__TRECHO PARA LEITURA__.
Como se vê, Adorno é enfático em sua crítica à indústria cultural. Segundo ele, ela

coisifica o ser humano, transformando-o em "acessório da maquinária". O produto final da

indústria cultural é o próprio consumidor, um ser alienado, anestesiado pelo aparato

comunicacional. Na perspectiva frankfurtiana, "o espectador não deve ter necessidade de

nenhum pensamento próprio, o produto prescreve toda reação" (ADORNO &

HORKHEIMER, 1985, p.128). Na perspectiva da Teoria Crítica o que se tem é um

espectador sem consciência, sem sensibilidade e discernimento, vítima da ação “perversa” da

mídia. Um espectador inapto à estesia.

Nem mesmo nos primeiros estudos de recepção, as chamadas “pesquisas de audiência”,

o receptor saiu de uma condição passiva. O público seguiu sendo tratado como objeto de ação

da mídia, de forma quantitativa e estratificada.

[Entradas da coleção]
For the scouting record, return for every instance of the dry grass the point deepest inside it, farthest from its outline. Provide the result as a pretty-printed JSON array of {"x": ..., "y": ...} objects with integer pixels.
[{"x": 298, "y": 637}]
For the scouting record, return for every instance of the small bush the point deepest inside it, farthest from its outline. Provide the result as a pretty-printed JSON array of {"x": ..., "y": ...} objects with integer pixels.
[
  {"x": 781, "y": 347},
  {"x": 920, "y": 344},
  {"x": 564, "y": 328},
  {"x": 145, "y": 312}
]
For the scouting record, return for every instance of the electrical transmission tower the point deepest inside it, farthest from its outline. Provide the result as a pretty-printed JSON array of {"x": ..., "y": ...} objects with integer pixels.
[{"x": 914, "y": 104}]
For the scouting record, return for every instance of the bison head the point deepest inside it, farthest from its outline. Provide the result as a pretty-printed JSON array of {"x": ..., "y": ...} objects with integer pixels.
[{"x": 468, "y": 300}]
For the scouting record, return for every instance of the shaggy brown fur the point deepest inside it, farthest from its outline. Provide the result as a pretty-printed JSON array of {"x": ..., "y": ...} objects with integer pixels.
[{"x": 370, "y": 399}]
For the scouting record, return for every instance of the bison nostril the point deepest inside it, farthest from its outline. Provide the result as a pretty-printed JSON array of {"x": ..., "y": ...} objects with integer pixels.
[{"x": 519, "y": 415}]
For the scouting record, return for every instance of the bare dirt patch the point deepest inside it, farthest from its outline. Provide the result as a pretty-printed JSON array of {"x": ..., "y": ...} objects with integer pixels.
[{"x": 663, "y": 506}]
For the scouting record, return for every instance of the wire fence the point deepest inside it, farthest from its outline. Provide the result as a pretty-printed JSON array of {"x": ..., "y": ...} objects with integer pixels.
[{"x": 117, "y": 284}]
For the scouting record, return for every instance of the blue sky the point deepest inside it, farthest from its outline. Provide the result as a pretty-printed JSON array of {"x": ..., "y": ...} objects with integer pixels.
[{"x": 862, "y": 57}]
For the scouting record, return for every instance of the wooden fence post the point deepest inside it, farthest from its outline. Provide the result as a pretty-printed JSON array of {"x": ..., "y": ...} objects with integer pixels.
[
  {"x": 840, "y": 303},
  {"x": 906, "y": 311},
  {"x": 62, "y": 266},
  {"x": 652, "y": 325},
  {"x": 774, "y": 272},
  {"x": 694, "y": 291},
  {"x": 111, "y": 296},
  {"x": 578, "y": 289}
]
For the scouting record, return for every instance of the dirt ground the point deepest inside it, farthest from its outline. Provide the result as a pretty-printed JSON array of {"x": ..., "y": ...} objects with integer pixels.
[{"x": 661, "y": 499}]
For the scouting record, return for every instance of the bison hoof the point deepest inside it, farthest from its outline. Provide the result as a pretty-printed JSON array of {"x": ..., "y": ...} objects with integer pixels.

__OBJETIVO DECLARADO 1__. Transcreva literalmente a passagem do trecho sobre a indústria cultural que vai de "coisifica o ser" até "inapto à estesia.".
__OBJETIVO DECLARADO 2__. De acordo com o trecho sobre a indústria cultural, qual é o produto final dessa indústria?
Não é preciso consultar os registros.

__RESPOSTA DO EXERCÍCIO 1__.
coisifica o ser humano, transformando-o em "acessório da maquinária". O produto final da

indústria cultural é o próprio consumidor, um ser alienado, anestesiado pelo aparato

comunicacional. Na perspectiva frankfurtiana, "o espectador não deve ter necessidade de

nenhum pensamento próprio, o produto prescreve toda reação" (ADORNO &

HORKHEIMER, 1985, p.128). Na perspectiva da Teoria Crítica o que se tem é um

espectador sem consciência, sem sensibilidade e discernimento, vítima da ação “perversa” da

mídia. Um espectador inapto à estesia.

__RESPOSTA DO EXERCÍCIO 2__. O próprio consumidor, um ser alienado, anestesiado pelo aparato comunicacional.